Instructions to follow –
Locate each line in the listing below that contains the word "asphalt" and copy those lines in full.

[Entries from a point annotation set]

————

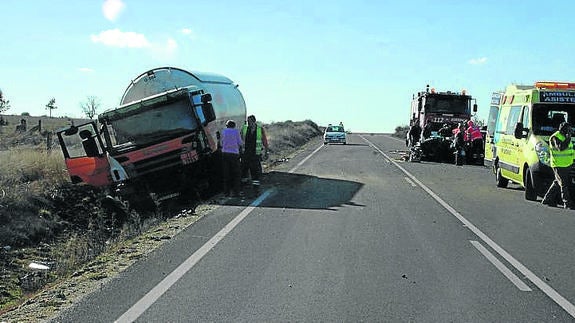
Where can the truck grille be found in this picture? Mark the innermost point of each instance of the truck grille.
(157, 163)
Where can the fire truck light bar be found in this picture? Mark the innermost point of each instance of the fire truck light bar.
(554, 85)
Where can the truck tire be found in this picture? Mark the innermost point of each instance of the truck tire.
(530, 193)
(501, 181)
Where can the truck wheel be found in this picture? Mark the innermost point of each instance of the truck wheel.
(530, 193)
(501, 181)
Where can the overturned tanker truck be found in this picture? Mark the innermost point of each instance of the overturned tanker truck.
(161, 142)
(433, 111)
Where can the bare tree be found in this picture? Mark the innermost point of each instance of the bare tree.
(51, 106)
(4, 104)
(90, 106)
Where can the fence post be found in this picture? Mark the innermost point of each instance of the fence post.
(49, 141)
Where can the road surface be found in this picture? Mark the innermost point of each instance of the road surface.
(349, 233)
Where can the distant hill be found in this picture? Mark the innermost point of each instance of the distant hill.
(37, 130)
(48, 124)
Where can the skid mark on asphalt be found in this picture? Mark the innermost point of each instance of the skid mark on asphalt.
(544, 287)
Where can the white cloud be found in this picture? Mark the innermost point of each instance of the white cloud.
(478, 61)
(117, 38)
(165, 51)
(188, 32)
(112, 9)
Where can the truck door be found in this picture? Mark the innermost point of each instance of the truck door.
(85, 155)
(507, 146)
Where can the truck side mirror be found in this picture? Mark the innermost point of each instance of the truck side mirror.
(519, 131)
(208, 111)
(206, 98)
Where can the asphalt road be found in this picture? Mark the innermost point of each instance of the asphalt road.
(349, 233)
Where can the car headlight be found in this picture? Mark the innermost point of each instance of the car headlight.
(542, 151)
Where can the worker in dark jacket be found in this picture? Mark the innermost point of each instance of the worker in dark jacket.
(561, 158)
(414, 133)
(256, 146)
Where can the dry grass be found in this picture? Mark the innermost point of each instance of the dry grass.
(43, 217)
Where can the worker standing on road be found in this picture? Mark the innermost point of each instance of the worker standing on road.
(256, 146)
(231, 147)
(414, 133)
(562, 154)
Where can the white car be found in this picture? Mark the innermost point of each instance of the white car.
(334, 134)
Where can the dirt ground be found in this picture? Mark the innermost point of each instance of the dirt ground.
(50, 300)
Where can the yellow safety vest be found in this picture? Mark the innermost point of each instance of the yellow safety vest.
(560, 158)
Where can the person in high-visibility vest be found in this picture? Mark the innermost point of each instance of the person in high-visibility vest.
(255, 146)
(561, 158)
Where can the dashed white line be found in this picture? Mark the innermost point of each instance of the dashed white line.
(410, 181)
(153, 295)
(501, 267)
(544, 287)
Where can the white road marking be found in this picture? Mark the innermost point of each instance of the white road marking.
(155, 293)
(548, 290)
(410, 182)
(501, 267)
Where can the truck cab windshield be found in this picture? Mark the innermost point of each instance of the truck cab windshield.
(548, 117)
(445, 104)
(161, 123)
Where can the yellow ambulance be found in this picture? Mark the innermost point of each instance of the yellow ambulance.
(519, 146)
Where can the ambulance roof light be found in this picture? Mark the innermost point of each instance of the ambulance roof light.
(554, 85)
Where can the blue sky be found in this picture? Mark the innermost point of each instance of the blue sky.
(328, 61)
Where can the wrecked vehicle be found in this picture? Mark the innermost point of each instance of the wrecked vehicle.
(161, 142)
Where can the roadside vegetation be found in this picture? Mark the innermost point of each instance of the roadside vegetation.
(47, 221)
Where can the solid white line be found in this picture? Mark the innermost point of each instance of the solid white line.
(395, 138)
(153, 295)
(501, 267)
(410, 182)
(305, 159)
(548, 290)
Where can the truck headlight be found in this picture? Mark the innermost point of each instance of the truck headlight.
(542, 152)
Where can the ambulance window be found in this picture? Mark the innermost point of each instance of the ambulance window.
(525, 119)
(493, 111)
(514, 114)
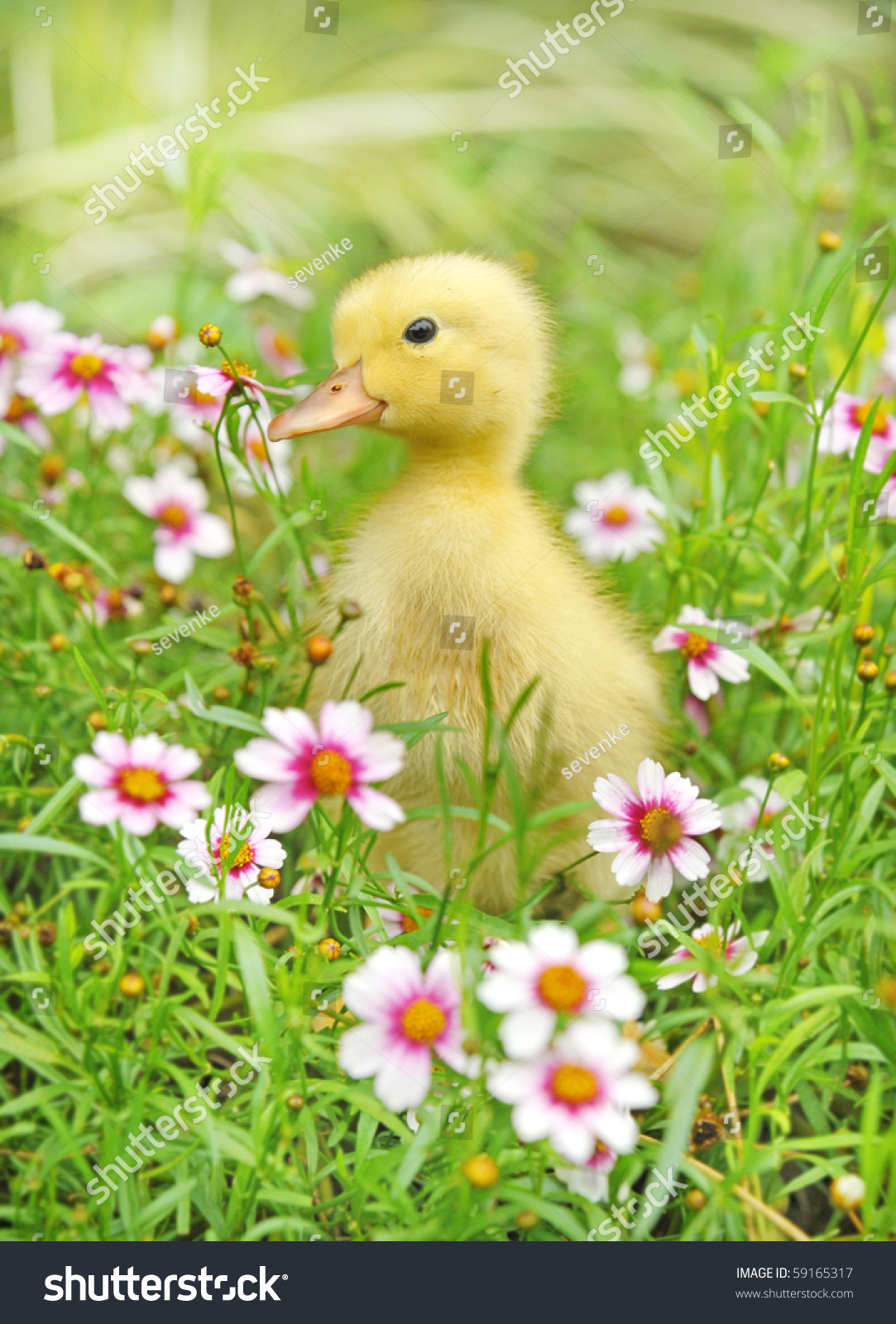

————

Completed task –
Where can the skid mark on asphalt be found in this picture? Mark the innermost point of each instance of the skid mark on asphalt.
Where can the asphalt road be found in this picture? Mark the innermost point of each instance of the asphalt road.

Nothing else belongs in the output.